## Your goal:
Exactly reproduce the line containing "the black sunglasses" together with every line after it, through the end of the entries, and give nothing more.

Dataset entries
▼

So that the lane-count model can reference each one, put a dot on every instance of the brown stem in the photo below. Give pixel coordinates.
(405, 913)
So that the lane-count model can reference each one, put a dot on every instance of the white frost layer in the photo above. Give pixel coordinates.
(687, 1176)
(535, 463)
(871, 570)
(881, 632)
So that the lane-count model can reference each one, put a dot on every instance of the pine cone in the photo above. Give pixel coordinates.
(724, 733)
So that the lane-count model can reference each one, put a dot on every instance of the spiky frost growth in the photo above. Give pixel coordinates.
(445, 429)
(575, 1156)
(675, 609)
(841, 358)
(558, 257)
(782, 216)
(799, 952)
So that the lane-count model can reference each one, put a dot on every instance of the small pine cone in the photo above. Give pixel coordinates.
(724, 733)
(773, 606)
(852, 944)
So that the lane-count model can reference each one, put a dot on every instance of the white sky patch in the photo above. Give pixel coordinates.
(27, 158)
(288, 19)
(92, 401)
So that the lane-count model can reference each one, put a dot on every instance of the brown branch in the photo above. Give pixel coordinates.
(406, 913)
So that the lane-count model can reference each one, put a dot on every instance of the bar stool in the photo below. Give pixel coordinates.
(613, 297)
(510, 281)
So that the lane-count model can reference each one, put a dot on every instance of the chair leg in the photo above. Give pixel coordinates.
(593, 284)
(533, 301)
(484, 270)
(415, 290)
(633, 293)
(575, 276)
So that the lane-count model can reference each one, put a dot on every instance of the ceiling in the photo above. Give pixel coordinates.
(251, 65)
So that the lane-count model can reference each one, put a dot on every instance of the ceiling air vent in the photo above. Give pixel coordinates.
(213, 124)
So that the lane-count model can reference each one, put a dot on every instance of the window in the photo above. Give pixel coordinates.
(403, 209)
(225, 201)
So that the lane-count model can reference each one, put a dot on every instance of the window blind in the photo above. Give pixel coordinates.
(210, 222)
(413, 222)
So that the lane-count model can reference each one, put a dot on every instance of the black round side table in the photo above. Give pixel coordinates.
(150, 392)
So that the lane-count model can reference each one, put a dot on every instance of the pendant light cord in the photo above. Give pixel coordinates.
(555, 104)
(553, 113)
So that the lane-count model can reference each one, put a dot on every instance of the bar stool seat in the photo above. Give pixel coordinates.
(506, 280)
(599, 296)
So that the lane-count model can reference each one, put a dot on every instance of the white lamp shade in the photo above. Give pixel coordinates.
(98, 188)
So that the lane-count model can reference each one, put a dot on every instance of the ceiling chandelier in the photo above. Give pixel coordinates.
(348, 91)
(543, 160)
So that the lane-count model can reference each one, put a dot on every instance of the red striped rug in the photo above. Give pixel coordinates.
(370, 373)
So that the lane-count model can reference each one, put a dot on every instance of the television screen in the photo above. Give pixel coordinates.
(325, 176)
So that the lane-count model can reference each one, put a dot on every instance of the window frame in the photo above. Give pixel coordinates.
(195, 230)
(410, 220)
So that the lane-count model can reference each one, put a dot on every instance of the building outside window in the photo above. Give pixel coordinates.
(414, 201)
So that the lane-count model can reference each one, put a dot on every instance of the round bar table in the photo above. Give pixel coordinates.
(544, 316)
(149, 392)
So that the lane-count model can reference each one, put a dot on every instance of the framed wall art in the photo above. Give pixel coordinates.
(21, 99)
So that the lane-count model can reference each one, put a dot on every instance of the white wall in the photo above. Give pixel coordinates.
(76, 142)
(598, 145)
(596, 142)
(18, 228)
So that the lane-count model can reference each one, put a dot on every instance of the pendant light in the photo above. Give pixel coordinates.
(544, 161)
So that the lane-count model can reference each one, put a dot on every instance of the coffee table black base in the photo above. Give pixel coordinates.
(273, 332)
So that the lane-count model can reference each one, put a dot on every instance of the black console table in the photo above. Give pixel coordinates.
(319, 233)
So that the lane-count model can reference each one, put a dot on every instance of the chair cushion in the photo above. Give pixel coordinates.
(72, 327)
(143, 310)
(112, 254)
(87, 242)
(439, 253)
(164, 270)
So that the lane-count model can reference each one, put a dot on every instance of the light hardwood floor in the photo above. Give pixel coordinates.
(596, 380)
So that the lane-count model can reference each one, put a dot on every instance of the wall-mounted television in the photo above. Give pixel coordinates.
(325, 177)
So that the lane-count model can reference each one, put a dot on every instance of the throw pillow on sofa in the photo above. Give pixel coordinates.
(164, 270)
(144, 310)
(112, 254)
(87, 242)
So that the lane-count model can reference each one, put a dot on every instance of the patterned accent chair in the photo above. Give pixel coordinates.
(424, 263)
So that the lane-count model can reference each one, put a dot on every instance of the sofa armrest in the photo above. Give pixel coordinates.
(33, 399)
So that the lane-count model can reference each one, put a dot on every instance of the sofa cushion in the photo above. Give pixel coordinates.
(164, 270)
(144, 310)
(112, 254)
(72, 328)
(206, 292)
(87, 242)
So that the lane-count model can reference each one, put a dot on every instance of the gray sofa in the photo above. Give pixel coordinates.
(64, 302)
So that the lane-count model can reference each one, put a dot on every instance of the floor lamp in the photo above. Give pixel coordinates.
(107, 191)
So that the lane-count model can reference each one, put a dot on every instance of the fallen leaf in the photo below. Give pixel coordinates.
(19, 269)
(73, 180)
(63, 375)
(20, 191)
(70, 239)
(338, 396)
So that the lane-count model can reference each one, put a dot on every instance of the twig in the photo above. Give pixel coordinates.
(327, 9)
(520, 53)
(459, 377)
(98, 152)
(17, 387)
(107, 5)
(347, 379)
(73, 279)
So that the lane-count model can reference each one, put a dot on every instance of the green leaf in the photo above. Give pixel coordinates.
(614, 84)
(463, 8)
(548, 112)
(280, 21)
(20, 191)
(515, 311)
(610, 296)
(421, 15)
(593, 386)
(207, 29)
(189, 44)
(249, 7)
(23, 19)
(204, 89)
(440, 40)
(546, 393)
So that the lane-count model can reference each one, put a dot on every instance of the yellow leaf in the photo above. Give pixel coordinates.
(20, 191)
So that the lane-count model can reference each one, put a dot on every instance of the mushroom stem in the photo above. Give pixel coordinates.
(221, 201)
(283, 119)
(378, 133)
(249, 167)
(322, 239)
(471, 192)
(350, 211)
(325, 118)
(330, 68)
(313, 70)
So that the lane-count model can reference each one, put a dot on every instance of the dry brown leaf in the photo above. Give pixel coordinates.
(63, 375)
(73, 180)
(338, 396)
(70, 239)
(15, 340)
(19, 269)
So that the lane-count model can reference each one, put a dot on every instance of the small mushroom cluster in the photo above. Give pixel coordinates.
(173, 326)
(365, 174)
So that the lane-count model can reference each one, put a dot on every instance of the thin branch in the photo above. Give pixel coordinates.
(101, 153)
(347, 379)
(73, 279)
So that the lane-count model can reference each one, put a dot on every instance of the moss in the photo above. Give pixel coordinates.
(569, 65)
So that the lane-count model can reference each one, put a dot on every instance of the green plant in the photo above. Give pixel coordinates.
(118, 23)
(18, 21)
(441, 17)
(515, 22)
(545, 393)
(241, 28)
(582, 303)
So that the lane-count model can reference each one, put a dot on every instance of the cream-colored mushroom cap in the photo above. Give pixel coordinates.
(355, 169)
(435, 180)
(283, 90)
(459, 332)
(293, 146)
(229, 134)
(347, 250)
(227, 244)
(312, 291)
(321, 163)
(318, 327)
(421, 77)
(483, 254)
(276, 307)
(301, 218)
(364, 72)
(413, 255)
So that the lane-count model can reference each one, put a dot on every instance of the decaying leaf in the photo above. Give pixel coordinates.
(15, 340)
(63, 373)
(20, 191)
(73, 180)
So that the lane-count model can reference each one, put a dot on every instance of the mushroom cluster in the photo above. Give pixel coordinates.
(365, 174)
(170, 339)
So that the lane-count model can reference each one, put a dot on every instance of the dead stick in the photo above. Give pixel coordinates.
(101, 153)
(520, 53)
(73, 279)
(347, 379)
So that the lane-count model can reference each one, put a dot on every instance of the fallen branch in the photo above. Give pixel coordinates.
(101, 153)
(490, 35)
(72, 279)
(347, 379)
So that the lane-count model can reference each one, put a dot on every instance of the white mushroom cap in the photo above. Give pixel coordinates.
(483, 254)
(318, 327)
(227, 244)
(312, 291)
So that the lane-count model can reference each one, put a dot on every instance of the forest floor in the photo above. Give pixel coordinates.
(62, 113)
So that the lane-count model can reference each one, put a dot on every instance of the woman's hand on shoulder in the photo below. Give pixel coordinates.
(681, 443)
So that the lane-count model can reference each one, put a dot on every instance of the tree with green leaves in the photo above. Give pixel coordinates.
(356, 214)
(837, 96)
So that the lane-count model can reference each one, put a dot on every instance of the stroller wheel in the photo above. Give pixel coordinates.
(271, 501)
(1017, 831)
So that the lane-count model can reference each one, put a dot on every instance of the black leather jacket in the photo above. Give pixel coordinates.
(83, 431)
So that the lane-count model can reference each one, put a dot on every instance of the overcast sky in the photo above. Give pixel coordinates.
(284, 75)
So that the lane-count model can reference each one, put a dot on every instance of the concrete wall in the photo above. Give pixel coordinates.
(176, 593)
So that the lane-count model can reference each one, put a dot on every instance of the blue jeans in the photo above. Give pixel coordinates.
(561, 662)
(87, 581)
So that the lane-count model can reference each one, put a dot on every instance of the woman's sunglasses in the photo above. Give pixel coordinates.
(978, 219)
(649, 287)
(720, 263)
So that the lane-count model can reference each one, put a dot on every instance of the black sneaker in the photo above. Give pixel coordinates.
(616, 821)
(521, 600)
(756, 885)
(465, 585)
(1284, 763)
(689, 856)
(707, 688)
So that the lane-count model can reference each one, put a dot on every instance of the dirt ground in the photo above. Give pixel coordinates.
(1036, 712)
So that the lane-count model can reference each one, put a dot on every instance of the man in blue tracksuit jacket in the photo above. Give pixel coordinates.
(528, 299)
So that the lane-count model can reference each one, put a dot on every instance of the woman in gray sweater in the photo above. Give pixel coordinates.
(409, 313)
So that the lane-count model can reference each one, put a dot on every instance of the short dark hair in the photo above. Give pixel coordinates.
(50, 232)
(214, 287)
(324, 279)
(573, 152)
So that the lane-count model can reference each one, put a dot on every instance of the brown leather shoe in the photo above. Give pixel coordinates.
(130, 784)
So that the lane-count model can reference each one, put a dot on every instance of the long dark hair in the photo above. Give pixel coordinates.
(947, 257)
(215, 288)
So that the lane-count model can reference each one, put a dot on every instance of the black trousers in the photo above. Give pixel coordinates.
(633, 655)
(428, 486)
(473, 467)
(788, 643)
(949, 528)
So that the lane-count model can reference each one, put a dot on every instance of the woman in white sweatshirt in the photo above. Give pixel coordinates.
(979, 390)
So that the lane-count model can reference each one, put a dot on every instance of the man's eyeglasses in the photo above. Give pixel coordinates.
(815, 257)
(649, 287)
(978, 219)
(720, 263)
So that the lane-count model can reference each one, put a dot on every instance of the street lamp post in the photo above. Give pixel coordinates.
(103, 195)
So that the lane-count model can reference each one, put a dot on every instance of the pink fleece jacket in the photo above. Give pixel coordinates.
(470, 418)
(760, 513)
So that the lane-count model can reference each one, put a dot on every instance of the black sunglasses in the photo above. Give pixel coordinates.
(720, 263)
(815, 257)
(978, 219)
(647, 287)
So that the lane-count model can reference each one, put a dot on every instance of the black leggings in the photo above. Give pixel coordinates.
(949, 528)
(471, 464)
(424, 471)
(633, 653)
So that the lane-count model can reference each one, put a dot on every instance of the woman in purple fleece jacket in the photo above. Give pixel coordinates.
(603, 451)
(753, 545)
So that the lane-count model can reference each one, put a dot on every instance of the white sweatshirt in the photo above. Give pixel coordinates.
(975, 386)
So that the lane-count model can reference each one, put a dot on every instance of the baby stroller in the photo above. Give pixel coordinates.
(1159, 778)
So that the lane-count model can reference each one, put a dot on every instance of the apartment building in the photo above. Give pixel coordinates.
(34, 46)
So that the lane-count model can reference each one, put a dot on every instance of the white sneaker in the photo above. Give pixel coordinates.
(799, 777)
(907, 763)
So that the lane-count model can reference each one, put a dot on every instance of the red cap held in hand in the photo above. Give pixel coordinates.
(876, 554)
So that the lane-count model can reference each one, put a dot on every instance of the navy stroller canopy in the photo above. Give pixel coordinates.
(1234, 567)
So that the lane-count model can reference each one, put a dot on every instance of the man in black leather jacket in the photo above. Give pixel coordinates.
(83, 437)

▲

## Your solution:
So that the lane-count model can reference each one, put a dot on every instance of the black sunglasses in the photo above. Give pixel coordinates.
(720, 263)
(815, 257)
(978, 219)
(647, 287)
So that the lane-count model can reference each one, put a dot on every instance of the black leggings in the photo above. Give pixel coordinates.
(949, 528)
(471, 464)
(424, 471)
(633, 653)
So that the lane-count model can reference each one, put a dot on every instance of the woman in purple fleece jacket in the photo above. Give pixel coordinates.
(603, 451)
(753, 545)
So that the lane-count model can reference each one, put a dot on every instance of the white sweatshirt in the photo above. Give pixel coordinates.
(975, 386)
So that the lane-count model can reference each one, put a dot on every instance of the baby stroller in the photo above. Give pixel coordinates.
(1159, 778)
So that the lane-count model can reference each one, put a dot on every instance of the apartment building in the photo above. Give pixel coordinates.
(34, 46)
So that the lane-count model can reference each one, put a dot on every instance of the white sneaker in the photo above. Give pixel coordinates.
(799, 777)
(907, 763)
So that the lane-count model can reference each one, put a dot on every instance of the red cap held in hand in the photo above. Give pixel coordinates.
(876, 554)
So that the lane-count model can reference each one, put a dot on every instance of the navy stroller canopy in the photo above. Give pixel coordinates.
(1234, 567)
So that the lane-count model can reference each one, put a dot on every instance of the man in black leather jacket in the photo above. Give pixel coordinates.
(83, 437)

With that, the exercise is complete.